Start of MATERIAL SHOWN

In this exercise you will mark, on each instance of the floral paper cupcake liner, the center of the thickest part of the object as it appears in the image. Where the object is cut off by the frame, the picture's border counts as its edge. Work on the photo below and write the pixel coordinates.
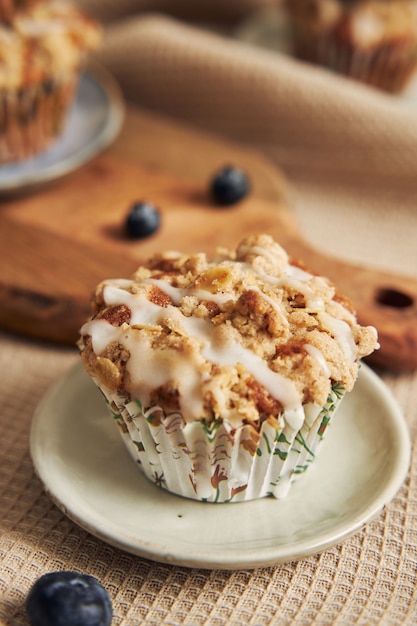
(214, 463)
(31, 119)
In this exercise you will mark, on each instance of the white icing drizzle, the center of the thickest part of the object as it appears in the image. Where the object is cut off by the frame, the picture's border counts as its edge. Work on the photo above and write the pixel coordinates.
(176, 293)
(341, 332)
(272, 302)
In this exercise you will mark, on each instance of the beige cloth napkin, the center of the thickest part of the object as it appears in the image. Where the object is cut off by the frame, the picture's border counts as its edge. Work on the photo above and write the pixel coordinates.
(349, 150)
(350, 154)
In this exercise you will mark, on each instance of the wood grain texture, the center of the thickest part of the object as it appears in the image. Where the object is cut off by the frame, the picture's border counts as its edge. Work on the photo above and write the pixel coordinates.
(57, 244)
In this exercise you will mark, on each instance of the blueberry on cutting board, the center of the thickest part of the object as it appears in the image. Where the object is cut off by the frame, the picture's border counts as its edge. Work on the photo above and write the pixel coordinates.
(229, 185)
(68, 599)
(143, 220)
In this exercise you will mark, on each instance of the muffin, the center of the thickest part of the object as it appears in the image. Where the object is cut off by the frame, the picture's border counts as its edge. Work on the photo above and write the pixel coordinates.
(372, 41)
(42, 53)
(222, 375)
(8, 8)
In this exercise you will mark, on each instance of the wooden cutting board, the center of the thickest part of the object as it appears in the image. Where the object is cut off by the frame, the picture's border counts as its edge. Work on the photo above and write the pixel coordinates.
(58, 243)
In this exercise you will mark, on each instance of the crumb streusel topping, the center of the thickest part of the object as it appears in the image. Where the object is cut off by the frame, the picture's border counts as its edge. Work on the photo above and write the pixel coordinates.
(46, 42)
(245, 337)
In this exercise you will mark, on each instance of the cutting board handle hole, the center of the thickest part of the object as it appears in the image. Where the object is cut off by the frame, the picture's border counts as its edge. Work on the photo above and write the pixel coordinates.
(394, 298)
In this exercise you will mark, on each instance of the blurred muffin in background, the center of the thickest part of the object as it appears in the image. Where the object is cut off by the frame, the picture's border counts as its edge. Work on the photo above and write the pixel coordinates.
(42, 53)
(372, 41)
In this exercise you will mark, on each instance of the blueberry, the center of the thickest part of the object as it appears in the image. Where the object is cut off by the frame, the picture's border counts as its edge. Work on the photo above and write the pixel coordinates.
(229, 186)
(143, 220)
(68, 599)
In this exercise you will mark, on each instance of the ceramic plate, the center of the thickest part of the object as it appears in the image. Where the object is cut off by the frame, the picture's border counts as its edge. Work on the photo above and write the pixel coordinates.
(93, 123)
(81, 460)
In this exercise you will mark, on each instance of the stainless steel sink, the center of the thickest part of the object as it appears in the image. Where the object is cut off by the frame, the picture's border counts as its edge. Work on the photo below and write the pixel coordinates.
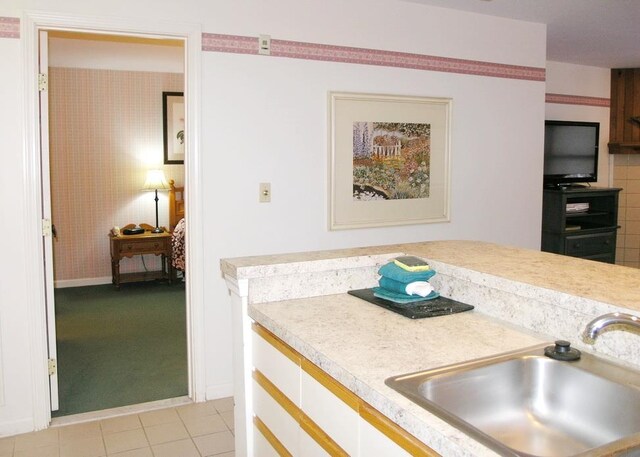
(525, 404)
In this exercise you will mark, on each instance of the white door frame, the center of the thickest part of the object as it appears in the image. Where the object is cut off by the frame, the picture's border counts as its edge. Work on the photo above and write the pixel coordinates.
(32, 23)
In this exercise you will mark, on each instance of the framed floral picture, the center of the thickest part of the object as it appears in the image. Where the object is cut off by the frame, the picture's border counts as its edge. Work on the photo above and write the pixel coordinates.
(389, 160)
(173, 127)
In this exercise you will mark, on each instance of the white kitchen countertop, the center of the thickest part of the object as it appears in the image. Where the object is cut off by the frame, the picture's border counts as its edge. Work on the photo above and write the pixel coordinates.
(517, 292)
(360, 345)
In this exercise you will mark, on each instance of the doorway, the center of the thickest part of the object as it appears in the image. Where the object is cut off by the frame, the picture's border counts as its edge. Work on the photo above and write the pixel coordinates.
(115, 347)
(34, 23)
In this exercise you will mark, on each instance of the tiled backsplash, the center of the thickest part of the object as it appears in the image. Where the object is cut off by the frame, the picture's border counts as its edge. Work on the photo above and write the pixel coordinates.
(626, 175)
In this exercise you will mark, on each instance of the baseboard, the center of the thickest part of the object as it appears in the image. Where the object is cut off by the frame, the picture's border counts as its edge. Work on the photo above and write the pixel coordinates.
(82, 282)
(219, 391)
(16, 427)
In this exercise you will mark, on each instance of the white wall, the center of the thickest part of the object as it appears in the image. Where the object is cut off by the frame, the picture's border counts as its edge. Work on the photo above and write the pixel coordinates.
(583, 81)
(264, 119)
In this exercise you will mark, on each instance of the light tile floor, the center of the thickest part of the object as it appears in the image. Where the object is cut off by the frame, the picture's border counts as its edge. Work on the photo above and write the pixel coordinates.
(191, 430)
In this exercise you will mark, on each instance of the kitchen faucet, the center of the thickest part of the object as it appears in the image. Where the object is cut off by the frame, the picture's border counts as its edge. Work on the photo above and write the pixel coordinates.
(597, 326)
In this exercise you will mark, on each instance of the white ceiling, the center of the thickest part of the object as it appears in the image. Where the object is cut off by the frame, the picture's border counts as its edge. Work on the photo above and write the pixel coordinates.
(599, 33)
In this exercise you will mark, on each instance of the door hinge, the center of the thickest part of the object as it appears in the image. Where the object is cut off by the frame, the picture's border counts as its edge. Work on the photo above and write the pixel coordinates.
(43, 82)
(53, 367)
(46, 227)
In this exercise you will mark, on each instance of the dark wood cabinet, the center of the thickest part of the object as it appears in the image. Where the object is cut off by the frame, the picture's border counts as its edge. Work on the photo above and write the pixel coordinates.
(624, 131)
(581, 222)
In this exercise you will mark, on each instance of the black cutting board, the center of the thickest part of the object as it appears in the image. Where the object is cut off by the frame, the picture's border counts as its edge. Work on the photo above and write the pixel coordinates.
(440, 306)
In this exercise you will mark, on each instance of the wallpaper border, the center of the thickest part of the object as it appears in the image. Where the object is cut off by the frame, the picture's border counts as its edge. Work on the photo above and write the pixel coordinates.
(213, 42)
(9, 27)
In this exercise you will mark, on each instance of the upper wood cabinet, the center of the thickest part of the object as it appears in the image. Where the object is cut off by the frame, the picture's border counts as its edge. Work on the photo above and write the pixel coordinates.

End of MATERIAL SHOWN

WHAT THE EXERCISE ASKS :: In the copy, no pictures should appear; the records themselves must be repeated exactly.

ANSWER AREA ::
In this exercise you will mark, on each instance of the floral paper cupcake liner, the center of the thickest part of the object as it appears in the image. Where the object is cut off by the frame, the picture's border counts as its edge. Work on the photo below and write the pixel coordinates.
(214, 463)
(31, 119)
In this exercise you will mark, on each instance of the white icing drizzle, the center of the thickest part of the object as it appears in the image. Where the object is cut off by the frame, the picture's border counts as its edge. Work on the photo above and write the pixel coordinates.
(176, 293)
(341, 332)
(272, 302)
In this exercise you will mark, on each instance of the beige cloth napkin, the center of the thickest part of the object as it appears in the image. Where the object is cut off by the frame, the picture's border counts as its edge. Work on the photo above and write the pixel coordinates.
(349, 150)
(350, 154)
In this exercise you will mark, on each instance of the wood grain texture, the center of the thickest part of the object as it appears in the image. Where the object is cut off by the frame, the picture's border counts as its edge. Work on the photo above and write the pixel coordinates.
(57, 244)
In this exercise you will mark, on each instance of the blueberry on cutting board, the center of the thickest part of the object as it appears in the image. Where the object is cut off by the frame, the picture's border counts as its edge. Work on the photo above and write the pixel coordinates.
(229, 185)
(68, 599)
(143, 220)
In this exercise you will mark, on each instance of the muffin, the center of the thickest part of the object as it appears in the image. Where the object is cut off by the frame, the picture's border counts as its edge. Work on the photo above and write the pixel coordinates.
(372, 41)
(42, 53)
(222, 375)
(8, 8)
In this exercise you will mark, on each instance of the wooden cutting board, the center of the thickest part of the object as it appears in the image. Where the object is cut off by the frame, the picture's border counts as its edge. Work on the photo above and write the pixel coordinates.
(58, 243)
In this exercise you will mark, on each instance of the crumb streusel topping, the center of the thickest part of the object as it appears in the image. Where the object is cut off by the frame, the picture's border counts as its edge. Work on the photo above and write the pixel coordinates.
(46, 42)
(245, 337)
In this exercise you will mark, on each instance of the cutting board handle hole, the center of the thickest part of the object as it appears in the image. Where the object is cut off by the frame, the picture's border counts as its edge. Work on the photo above and write the pixel coordinates.
(394, 298)
In this exercise you will mark, on each instance of the blurred muffin in background, the center of the thickest part of the object as it appears in the image. Where the object is cut off by the frame, the picture's border counts as its edge. Work on the photo above and write the pixel coordinates.
(42, 53)
(372, 41)
In this exercise you will mark, on each instance of the blueberry, the center of the thickest part of the object as it appears in the image. Where the object is cut off by the frame, the picture's border counts as its edge. Work on the photo above and write the pixel coordinates.
(229, 186)
(143, 220)
(68, 599)
In this exercise you will mark, on each instance of the ceramic plate, the center of the thickest part of the object as it appears in the image. Where the object is cut off by the frame, the picture's border counts as its edge. Work on the photo above and write the pixel coordinates.
(93, 123)
(81, 460)
In this exercise you will mark, on each instance of the stainless steel sink, the center of the thickest part of the object as it appears in the image. Where the object is cut off by the frame, the picture's border counts as its edge. Work on the photo below and write the pixel coordinates.
(525, 404)
In this exercise you will mark, on each instance of the white door frame, the center of the thickest part of the object as it appears in the image. Where the object is cut off by the frame, the picture's border counts as its edge. Work on the photo above and write the pixel coordinates.
(32, 23)
In this exercise you will mark, on each instance of the framed floral picture, the center of the thickest part of the object as it appears in the image. Where the object is cut off by the frame, the picture's border counts as its edge. Work on the photo above and write the pixel coordinates.
(389, 160)
(173, 127)
In this exercise you will mark, on each instance of the white kitchen countertop, the center of the thickest part of the object as it appears in the image. Where the object is cut off by the frame, the picture's border counts as its edge. Work on the photo above and write the pixel coordinates.
(517, 292)
(360, 345)
In this exercise you will mark, on each instance of the doorway, the center of the thickest part of the object as it appears in the image. Where the object is cut off by the frame, the picture's border counts as its edge. Work on the photo above and write the pixel coordinates.
(115, 347)
(34, 23)
In this exercise you will mark, on each instance of the tiled backsplash, the center of the thickest part of the object as it appears in the image. Where the object is cut off by the frame, the picture's border counts as its edge. Work on the photo above and write the pixel coordinates.
(626, 175)
In this exercise you will mark, on each instance of the baseboard, the center of the thickest part of the object as it appears in the image. Where the object is cut off by the frame, the picture's border counts as its edge. Work on the photo above and write the pixel coordinates.
(82, 282)
(219, 391)
(16, 427)
In this exercise you will mark, on each instance of the white wall, the center of the thickest part of the object as it appears in the image. Where the object is cut off by the frame, the picture's border counts as its edge. Work on the photo above and write the pixel coordinates.
(583, 81)
(264, 119)
In this exercise you will mark, on each instance of the light tile floor, the center of the thickest part of the object as it appears in the image. Where the object is cut off by the frame, the picture's border counts as its edge. Work on the photo above and write the pixel coordinates.
(191, 430)
In this exercise you will mark, on each instance of the kitchen faucet, the center of the thickest part of the object as it appears in the image. Where the object is cut off by the frame, the picture's border counts as its edge. Work on the photo above and write the pixel coordinates.
(597, 326)
In this exercise you will mark, on each instance of the white ceiling, the center of the thickest part of the object as it appears in the image. Where the object is cut off by the frame, the picture's border counts as its edge. Work on the photo above and write the pixel coordinates.
(599, 33)
In this exercise you will mark, on each instance of the door hinge, the center of the thickest part of the object as it appears in the image. Where the object is cut off by the frame, the picture's border counts as its edge. Work on the photo above and write the pixel coordinates.
(43, 82)
(53, 367)
(46, 227)
In this exercise you will mark, on each instance of the dark wood cabinet, the center of the thickest part of the object as it appears in the image. Where the object is cut off by the frame, the picture's border counts as its edge. Work on the photo above and write the pixel coordinates.
(624, 131)
(581, 222)
In this exercise you will mark, on each instance of the black cutting board, the center of the thickest part of the object as it appears in the image. Where the object is cut off by the frame, the picture's border counts as its edge. Work on the photo above and write the pixel coordinates.
(440, 306)
In this exercise you will mark, on each instance of the wallpaper border, the center of the thickest part of the object as it appears in the image. Where the object is cut off by the frame, the picture's border counts as its edge. Work on the photo above and write the pixel coordinates.
(213, 42)
(9, 27)
In this exercise you will mark, on each instance of the upper wood cabinet, the center of the thickest part of the object as it appears in the image. Where the object is cut off by the frame, the picture's border counts as its edge. Work on the photo above and write the pixel coordinates.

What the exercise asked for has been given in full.